*Source text*
The appellant’s contentions

  1. The following appellable errors in respect of the primary judge’s exercise of discretion were alleged by the appellant:
  1. Instead of inferring prejudice to the appellant, the primary judge wrongly imposed as a requirement for the favourable exercise of the discretion to grant a stay that the appellant go into evidence and thus waive the fundamental common law right he sought to protect.
  2. The primary judge characterised the advantage to the New Zealand prosecution in knowing in advance the nature of the evidence the appellant would likely give in his defence as nothing more than the loss by the appellant of a tactical advantage.
  3. The effect of the refusal of the stay was to elevate case management principles above the appellant’s fundamental common law right to the preservation of his privilege against self-incrimination, contrary to authorities.
  4. The primary judge erred in failing to find that s 1317N of the Act evidenced a legislative intent that criminal offences arising out of the same factual matrix be heard ahead of civil penalty proceedings.

Consideration

Case management principles

  1. In respect of the third of these complaints, the appellant relies upon the primary judge’s treatment of delay. It is submitted that the primary judge ascribed fault or blame for some part of the delay to the appellant. This complaint lacks a factual foundation. Although the primary judge made reference to the delays that had previously been incurred as a consequence of “numerous complex and no doubt expensive interlocutory proceedings”[8] and the delays that would inevitably be incurred if a stay was granted, his Honour did not insinuate that the appellant was at fault or to blame.

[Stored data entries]
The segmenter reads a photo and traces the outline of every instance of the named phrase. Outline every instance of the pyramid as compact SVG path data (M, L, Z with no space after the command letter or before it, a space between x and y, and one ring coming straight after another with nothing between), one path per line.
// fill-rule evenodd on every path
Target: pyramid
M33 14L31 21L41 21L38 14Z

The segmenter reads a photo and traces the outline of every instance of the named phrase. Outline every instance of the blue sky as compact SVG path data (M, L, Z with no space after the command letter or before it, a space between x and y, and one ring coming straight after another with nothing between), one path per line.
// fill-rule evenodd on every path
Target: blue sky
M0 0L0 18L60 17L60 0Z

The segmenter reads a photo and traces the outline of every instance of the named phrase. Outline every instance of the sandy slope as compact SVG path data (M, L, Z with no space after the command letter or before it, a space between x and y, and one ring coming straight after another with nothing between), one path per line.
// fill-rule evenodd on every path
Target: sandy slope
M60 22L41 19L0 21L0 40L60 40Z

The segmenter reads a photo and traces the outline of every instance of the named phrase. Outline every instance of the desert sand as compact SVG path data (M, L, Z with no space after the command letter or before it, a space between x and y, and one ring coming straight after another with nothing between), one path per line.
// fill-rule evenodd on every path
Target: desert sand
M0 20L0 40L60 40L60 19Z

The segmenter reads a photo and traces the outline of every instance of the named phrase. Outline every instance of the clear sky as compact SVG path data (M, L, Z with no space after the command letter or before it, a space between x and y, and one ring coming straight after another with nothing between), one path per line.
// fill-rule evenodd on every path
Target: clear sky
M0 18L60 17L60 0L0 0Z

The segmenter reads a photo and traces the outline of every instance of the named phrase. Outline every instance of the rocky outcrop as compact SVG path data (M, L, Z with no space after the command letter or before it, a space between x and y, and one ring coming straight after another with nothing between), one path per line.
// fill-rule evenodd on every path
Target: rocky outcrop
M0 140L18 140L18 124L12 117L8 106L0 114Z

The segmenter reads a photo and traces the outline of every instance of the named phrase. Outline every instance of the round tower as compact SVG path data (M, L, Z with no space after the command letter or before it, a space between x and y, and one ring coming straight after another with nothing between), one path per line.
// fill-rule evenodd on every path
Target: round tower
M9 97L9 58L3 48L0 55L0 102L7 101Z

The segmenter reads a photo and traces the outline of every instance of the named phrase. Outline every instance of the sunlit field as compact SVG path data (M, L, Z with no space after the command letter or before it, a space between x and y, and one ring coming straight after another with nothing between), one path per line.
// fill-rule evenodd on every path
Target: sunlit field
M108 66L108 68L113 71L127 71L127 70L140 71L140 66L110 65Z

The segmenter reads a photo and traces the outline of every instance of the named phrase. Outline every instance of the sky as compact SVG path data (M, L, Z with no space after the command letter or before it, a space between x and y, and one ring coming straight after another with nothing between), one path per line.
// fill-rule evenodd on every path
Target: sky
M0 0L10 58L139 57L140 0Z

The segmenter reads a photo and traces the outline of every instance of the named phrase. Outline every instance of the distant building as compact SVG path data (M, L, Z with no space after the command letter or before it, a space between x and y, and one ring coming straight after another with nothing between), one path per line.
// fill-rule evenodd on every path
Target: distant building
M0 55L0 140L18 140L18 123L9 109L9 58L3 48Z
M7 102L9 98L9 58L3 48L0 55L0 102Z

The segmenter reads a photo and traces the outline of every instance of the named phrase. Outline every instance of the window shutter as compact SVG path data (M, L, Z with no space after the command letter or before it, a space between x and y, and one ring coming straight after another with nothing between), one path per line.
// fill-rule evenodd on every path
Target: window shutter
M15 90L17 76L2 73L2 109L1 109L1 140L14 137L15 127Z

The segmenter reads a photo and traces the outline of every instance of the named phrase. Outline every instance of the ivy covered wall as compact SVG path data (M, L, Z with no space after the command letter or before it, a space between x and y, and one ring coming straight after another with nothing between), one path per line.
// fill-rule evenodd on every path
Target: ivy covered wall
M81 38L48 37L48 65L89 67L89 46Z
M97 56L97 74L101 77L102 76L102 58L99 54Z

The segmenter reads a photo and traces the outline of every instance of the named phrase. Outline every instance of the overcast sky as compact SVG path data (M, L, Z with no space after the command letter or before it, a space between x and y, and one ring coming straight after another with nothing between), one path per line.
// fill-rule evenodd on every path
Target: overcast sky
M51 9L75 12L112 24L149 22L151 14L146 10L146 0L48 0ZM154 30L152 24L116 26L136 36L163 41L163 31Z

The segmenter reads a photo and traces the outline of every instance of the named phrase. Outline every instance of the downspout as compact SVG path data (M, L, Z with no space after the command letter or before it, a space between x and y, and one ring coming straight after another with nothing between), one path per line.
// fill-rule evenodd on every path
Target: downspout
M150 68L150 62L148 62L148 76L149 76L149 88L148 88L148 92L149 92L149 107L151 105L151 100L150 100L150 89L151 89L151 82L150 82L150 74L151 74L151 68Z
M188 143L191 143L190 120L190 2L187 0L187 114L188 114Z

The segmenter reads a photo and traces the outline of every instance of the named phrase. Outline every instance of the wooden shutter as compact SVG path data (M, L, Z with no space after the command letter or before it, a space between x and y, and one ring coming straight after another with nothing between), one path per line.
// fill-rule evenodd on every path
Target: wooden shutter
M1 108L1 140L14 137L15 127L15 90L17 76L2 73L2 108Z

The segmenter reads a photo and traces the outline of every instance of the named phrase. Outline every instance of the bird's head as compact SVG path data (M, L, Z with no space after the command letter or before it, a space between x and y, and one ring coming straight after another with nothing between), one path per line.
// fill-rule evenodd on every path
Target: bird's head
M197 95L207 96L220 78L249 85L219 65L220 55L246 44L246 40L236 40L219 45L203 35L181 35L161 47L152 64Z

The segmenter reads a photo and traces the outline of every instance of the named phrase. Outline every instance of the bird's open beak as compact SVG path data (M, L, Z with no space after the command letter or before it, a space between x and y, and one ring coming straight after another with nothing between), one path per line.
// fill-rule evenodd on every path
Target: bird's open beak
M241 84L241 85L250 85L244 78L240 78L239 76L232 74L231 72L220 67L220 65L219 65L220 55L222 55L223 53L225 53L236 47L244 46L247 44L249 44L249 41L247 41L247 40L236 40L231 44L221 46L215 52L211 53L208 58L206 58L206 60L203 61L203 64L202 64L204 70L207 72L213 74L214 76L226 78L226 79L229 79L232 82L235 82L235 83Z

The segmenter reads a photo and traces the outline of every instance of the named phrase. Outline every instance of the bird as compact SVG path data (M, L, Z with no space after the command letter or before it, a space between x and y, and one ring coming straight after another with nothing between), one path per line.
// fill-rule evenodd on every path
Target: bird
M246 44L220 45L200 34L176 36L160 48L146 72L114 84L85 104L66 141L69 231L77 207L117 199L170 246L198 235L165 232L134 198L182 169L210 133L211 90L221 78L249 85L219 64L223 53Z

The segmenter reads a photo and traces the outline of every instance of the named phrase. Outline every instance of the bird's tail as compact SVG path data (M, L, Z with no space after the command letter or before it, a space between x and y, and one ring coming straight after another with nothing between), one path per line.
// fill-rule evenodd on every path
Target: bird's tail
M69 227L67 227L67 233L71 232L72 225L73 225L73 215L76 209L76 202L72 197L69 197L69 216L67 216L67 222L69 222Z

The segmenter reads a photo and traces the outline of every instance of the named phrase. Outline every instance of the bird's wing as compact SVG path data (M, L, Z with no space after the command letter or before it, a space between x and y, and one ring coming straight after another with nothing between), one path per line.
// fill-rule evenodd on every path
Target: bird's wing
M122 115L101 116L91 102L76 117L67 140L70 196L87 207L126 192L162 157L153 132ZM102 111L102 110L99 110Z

*Directive 1*
In the judgment excerpt, reproduce the passage from "2. The primary" up to and including "a tactical advantage.", swapping "tactical advantage" for "strategic advantage".
*Directive 2*
In the judgment excerpt, what does the court conclude about the appellant's complaint that the primary judge blamed him for some of the delay?

*Exercise solution 1*
2. The primary judge characterised the advantage to the New Zealand prosecution in knowing in advance the nature of the evidence the appellant would likely give in his defence as nothing more than the loss by the appellant of a strategic advantage.

*Exercise solution 2*
The complaint lacks a factual foundation.